***** Data supplied
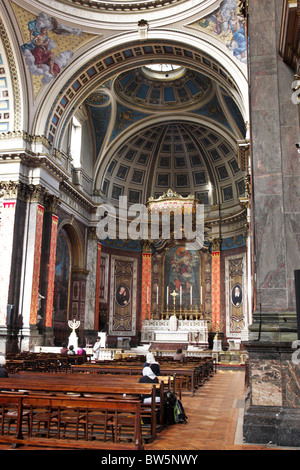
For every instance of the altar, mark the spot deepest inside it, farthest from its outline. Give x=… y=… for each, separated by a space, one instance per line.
x=175 y=330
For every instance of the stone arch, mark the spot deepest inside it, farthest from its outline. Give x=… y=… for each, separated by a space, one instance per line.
x=120 y=54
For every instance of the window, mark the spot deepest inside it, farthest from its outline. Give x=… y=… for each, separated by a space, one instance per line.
x=76 y=134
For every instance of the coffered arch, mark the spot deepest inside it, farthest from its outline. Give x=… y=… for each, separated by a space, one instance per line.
x=97 y=66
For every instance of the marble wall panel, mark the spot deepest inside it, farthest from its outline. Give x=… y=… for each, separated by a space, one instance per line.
x=291 y=381
x=266 y=383
x=270 y=242
x=265 y=141
x=262 y=11
x=263 y=83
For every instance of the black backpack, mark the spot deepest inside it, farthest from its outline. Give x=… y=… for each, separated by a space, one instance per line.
x=179 y=414
x=173 y=409
x=169 y=403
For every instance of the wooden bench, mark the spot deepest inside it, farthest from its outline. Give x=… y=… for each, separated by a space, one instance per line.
x=192 y=373
x=68 y=422
x=94 y=387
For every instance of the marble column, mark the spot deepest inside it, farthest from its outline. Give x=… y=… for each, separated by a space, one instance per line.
x=92 y=281
x=275 y=176
x=48 y=259
x=216 y=284
x=31 y=262
x=146 y=282
x=11 y=236
x=272 y=412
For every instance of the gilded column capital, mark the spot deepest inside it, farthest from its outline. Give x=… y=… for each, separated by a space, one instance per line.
x=37 y=193
x=216 y=244
x=92 y=233
x=147 y=246
x=51 y=203
x=14 y=190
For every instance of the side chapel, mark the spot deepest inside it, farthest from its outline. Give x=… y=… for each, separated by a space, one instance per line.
x=164 y=104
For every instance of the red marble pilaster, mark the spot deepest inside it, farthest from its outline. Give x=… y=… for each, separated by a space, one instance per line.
**********
__Task objective__:
The lines from the one with "For every instance of the black" through the final line of the data are to be reproduced exactly, both included, with no other lines.

__Written reply__:
For every instance of the black backpack, mark the spot deepest inside it, farthest from its outline. Give x=… y=… for each, separated by a space, one instance per line.
x=179 y=414
x=173 y=409
x=169 y=403
For every instance of the wooden bench, mark the spot deepest inside it, farthest from its outline. Give x=… y=… for each, separated by a space, one instance per line.
x=192 y=373
x=68 y=422
x=94 y=387
For every instance of the marble column, mark the spot deepest inside it, farthest from its outline. Give x=… y=… for each, separated by a space, one instance per line.
x=92 y=281
x=275 y=176
x=48 y=259
x=216 y=284
x=31 y=262
x=146 y=282
x=11 y=236
x=272 y=412
For every instance of the gilded column capital, mark the spot deepest inside it, farthest from its outline. Give x=… y=… for each, separated by a space, one instance per line.
x=37 y=193
x=216 y=244
x=92 y=233
x=147 y=246
x=51 y=203
x=14 y=190
For every instance of the side chapel, mark the spot deepest inside it, farthest from its outline. Give x=… y=… for each, separated by a space, one instance per line.
x=164 y=104
For every instance of the red marble pilaster, mark the spot deepest inside it, farthest from its outline. Give x=… y=… for each, separated by a space, one instance per line.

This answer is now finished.